Reading text
--- Begin ---
Dr Robin Harris holds M.A.s in Intercultural Studies and Ethnomusicology and a Ph.D. in Music/Ethnomusicology. She served for decades in cross-cultural contexts, including 10 years in Russia, and now speaks at colleges and conferences about topics such as ethnodoxology and ethnomusicology. Her publications include co-editing Worship and Mission for the Global Church: An Ethnodoxology Handbook (William Carey Library, 2013) and Storytelling in Siberia: The Olonkho Epic in a Changing World (University of Illinois Press, 2017). She currently serves as Director of the Center for Excellence in World Arts at Dallas International University (formerly GIAL) and as an Arts Consultant for SIL Int’l.

Héber Negrão

Online Language Coordinator

Héber Negrão holds a MA in ethnomusicology and is a PhD Candidate in world arts at Dallas International University. He is a missionary ethnomusicologist serving as Coordinator for Anthropology and Ethnoarts at the Evangelical Missionary Linguistic Association (Brazil). He has been involved in the ethnoarts ministry in Brazil since 2006, when he joined the Global Ethnodoxology Network and the Arts Task Force of the WEA Mission Commission. He has worked with oral Bible translation for six years among indigenous people in northern Brazil. Héber serves as a Lausanne Movement language coordinator.
--- End ---
To-do list
**1.** Decide whether each statement agrees with the biographies, answering yes or no and quoting the deciding words: (a) Robin Harris spent 10 years in Russia. (b) Héber Negrão joined the Global Ethnodoxology Network in 2010. (c) Storytelling in Siberia was published by William Carey Library.
**2.** Answer these questions from the biographies:
(a) What was Dallas International University formerly called?
(b) For how many years has Héber Negrão worked with oral Bible translation?
(c) In which country does the Evangelical Missionary Linguistic Association operate?
**3.** Swap "six years" for "eight years" in the biographies, and write out the passage from "Héber Negrão holds" up to and including "Movement language coordinator." with that change.
The data that comes after this text has no connection to it.

Dataset content
--- Begin ---
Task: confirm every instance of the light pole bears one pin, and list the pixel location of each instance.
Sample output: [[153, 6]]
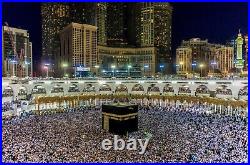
--- End ---
Outputs for the tasks
**1.**
(a) Yes: "including 10 years in Russia"
(b) No: "since 2006, when he joined the Global Ethnodoxology Network"
(c) No: "Storytelling in Siberia: The Olonkho Epic in a Changing World (University of Illinois Press, 2017)"

**2.**
(a) GIAL
(b) Six years
(c) Brazil

**3.**
Héber Negrão holds a MA in ethnomusicology and is a PhD Candidate in world arts at Dallas International University. He is a missionary ethnomusicologist serving as Coordinator for Anthropology and Ethnoarts at the Evangelical Missionary Linguistic Association (Brazil). He has been involved in the ethnoarts ministry in Brazil since 2006, when he joined the Global Ethnodoxology Network and the Arts Task Force of the WEA Mission Commission. He has worked with oral Bible translation for eight years among indigenous people in northern Brazil. Héber serves as a Lausanne Movement language coordinator.